ISTRUZIONI DEL COMPITO ▸ Per favore, prosegui il brano sulla ripresa dopo l'infarto, riprendendo subito dopo la sua ultima frase.

BRANO DI PARTENZA ▸
——
In quel periodo, cercai di fare tutto quello che mi suggerivano i dottori: impegnarmi negli esercizi, essere ligio nell’alimentazione, mantenere un’attitudine positiva e consapevole – per tornare a casa dalla mia famiglia il più rapidamente possibile. E così fu.
Talvolta mi chiedo quali forze sovrumane mi abbiano sostenuto e aiutato a superare la situazione, e credo fermamente che siano state la fede e l’assoluta certezza che tutto ciò che mi stava accadendo era, sempre e comunque, per il meglio.
Il merito va, ovviamente, anche ai medici e allo psicologo dell’ospedale, che furono sempre molto comprensivi e disponibili, temendo che, data la mia giovane età e il forte colpo subito, potessi soccombere al carico di responsabilità, famiglia, lavoro, ecc.
Vi confesso che non furono affatto momenti facili. Persi molti chili, soprattutto prima dell’intervento; tuttavia, riuscii comunque a rimanere a galla, senza lasciarmi andare alla depressione.
Quale fu il mio segreto per superare la depressione post infarto?
Francamente non lo so. Posso, però, dirvi quali furono i miei pensieri prevalenti e l’atteggiamento mentale che, inconsapevolmente, adottai e che, probabilmente, fece la differenza.
Credo che il sopraggiungere della depressione, dopo un infarto o una grossa operazione, sia probabilmente dovuto ad una mancanza di fede, non intesa in senso religioso, ma come fiducia nella vita. Se sei riuscito a superare una difficoltà così grande, perché non dovresti riuscirci ancora? Si ha sempre la possibilità di andare oltre!, nonostante alcuni giorni siano più ardui, nonostante la vita possa dover cambiare ritmo, nonostante dovrai assumere farmaci o fare esami, ecc.
È nostro potere decidere di respirare? Siamo noi a comandare al nostro cuore di battere o a scegliere la durata della nostra vita? No, certamente no.
Con questa consapevolezza ho imparato a convivere con il nuovo me stesso, sapendo che non posso controllare nulla, se non le mie reazioni ed emozioni rispetto agli eventi.
Innanzitutto ho scelto di essere grato, e ho capito che è importante esserlo anche quando le cose non vanno come vorresti perché, se cominci a criticare o a maledire tutto quello che ti capita, di lì a poco ti arriverà anche molto di peggio. Se non hai gratitudine, accettazione e perdono, verso te stesso e verso gli altri, resterai incatenato nel passato, negandoti la possibilità di una qualità di vita migliore.
——
SEZIONE DATI ▸

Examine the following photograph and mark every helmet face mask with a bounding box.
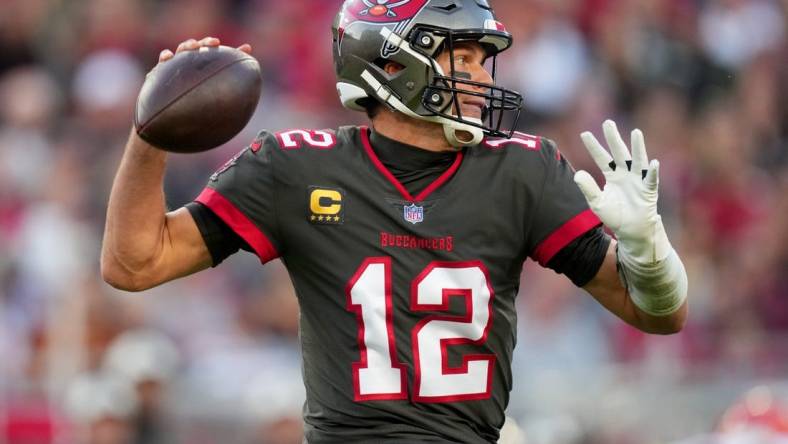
——
RISPOSTA ALL'ESERCIZIO ▸
Una persona depressa, con tutto il rispetto che comporta una simile condizione – che anche io ho sperimentato, è una persona che non è mai abbastanza grata.
Quando ripresi a lavorare, dopo l’operazione, mi girava spesso la testa, e più di una volta ho rischiato di cadere dai ponteggi o dalle scale. Ciò nonostante ho scelto di non mollare e di affrontare le sfide che mi si presentavano dinanzi: allenandomi ad uscire dalla zona comfort, esse diventavano sempre meno impegnative e, passo dopo passo, mi hanno permesso di riprendere in mano la mia vita. Ogni giorno salivo uno scalino in più (non solo in senso figurato) guardando ciò che mi era accaduto con maggior consapevolezza e distacco, e quando la paura faceva capolino, la guardavo in faccia, la accoglievo e la analizzavo, smontando – pezzo dopo pezzo – tutte le piccole e grandi limitazioni che mi ero creato.
La fede e la gratitudine, questa hanno fatto veramente la differenza.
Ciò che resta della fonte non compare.